### Material for this task

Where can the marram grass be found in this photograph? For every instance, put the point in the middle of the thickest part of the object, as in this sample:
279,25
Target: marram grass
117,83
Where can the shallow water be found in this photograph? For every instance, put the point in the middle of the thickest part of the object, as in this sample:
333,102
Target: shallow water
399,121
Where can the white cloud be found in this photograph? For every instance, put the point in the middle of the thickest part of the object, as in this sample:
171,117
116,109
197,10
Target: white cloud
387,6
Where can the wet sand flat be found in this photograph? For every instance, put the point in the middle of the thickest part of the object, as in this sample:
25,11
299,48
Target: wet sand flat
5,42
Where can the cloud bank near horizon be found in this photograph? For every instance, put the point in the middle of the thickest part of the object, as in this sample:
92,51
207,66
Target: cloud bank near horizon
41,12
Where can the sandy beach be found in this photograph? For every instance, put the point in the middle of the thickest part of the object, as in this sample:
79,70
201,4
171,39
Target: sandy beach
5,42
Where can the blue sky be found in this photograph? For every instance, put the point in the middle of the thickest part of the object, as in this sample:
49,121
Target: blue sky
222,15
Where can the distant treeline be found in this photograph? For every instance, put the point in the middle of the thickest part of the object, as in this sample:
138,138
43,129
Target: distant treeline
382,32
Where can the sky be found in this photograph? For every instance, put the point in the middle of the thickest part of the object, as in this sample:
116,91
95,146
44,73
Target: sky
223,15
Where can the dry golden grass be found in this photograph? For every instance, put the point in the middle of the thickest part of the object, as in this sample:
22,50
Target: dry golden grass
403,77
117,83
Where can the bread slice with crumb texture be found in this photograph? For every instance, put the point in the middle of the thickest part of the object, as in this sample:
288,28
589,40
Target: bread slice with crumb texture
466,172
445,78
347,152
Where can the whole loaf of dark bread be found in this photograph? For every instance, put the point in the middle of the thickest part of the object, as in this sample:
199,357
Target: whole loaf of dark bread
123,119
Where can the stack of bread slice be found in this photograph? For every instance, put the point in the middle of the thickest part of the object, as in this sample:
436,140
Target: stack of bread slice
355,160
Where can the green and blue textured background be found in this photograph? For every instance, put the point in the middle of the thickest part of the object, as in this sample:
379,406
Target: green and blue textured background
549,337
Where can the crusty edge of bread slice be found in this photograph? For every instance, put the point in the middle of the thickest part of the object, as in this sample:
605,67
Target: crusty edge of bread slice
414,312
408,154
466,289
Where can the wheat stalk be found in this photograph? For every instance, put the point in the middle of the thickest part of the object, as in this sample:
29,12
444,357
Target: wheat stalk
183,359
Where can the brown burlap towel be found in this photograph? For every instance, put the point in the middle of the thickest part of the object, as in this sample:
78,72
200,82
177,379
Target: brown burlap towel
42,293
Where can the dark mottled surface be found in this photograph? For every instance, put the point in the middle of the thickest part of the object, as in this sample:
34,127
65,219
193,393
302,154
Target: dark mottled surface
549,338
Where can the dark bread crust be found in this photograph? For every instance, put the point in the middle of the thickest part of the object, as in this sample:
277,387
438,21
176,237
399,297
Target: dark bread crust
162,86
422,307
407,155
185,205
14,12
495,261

######

**What the task asks**
Pull out each record as written and restate it exactly.

**Task output**
Where can the marram grass be found in this photograph? For every instance, put the point in the middle of the thickest part of the object, as in this sample:
279,25
Target: marram grass
117,83
Where can the shallow water be found in this photograph? For every instance, put the point in the middle of the thickest part of the object, as in this sample:
333,102
Target: shallow water
399,121
Where can the white cloud be found in this photograph? For every instance, put the point in the middle of the thickest part of the object, as in this sample:
171,117
116,109
197,10
Target: white cloud
387,6
Where can the wet sand flat be found in this photograph? For every instance, put the point in the middle of the thickest part of the object, as in this sample:
25,11
299,48
Target: wet sand flat
5,42
Where can the cloud bank near horizon be found in this photograph? For every instance, put the point in the middle of the thickest part of the object, as in this sample:
92,51
207,66
Target: cloud bank near horizon
41,12
Where can the sandy beach be found in this photograph? For every instance, put the point in the middle of the thickest part of the object, as in this sample:
79,70
201,4
171,39
Target: sandy beach
5,42
Where can the blue sky be found in this photograph? For every instance, put the point in the middle of the thickest part of the object, as in this sample:
49,121
Target: blue sky
222,15
Where can the distant treeline be found in this photograph? For every instance, put the point in the middle of the thickest part of the object, as in this sample:
138,138
43,129
Target: distant treeline
382,32
Where can the sky be found in this photograph? For every instance, put the point in the middle of the thickest part of the object, as in this sample:
116,91
95,146
44,73
Target: sky
223,15
Where can the dry golden grass be found in this photograph? For every instance, put the point in the middle of the thickest part of the object, as in this sample:
22,50
Target: dry golden grass
403,77
117,83
Where can the bread slice with crumb texture be found in this photograph? For every instance, put the point in the middle of the thickest part of the object, as in this sample:
288,28
589,40
Target: bread slice with crumb texture
466,172
445,78
347,152
Where can the whole loaf of dark bread be found in this photograph? For every instance, put the point in the middle of the thickest part of the object, as in this sample:
199,357
Target: whole loaf of dark bread
123,119
Where can the stack of bread slice be found in this photograph? For every instance, put the point in the middle of the thickest part of the object, as in this sample:
436,140
Target: stack of bread slice
355,160
Where can the green and blue textured background be found in this photograph? For every instance, put the point in the middle of the thickest part of the object, as in this sample:
379,406
Target: green and blue textured background
549,337
Where can the crusty edge of bread slice be found in this photograph? For every instance, put the point in the middle of the thickest part of the object, as in this sample:
605,67
Target: crusty edge of bread slice
414,312
408,154
466,289
Where can the wheat stalk be found in this photograph? For every instance, put the point in the middle of the thickest part of the object, as in this sample:
29,12
444,357
Target: wheat stalk
183,359
Where can the brown burlap towel be found in this photograph? For every instance, put the point in the middle of the thickest part of the object, as in this sample:
78,72
200,82
177,379
Target: brown burlap towel
42,293
Where can the dark mottled surface be found in this photograph? For every instance, put the point in the middle of the thickest part of the object, as in this sample:
34,127
65,219
193,393
302,154
Target: dark mottled surface
549,338
Where can the dark bread crust be found in this photograph? For every instance, put the point in the middle of the thickest part of the object, as in this sample:
277,387
438,21
176,237
399,297
Target: dark bread crust
162,86
422,307
407,155
185,205
14,12
495,261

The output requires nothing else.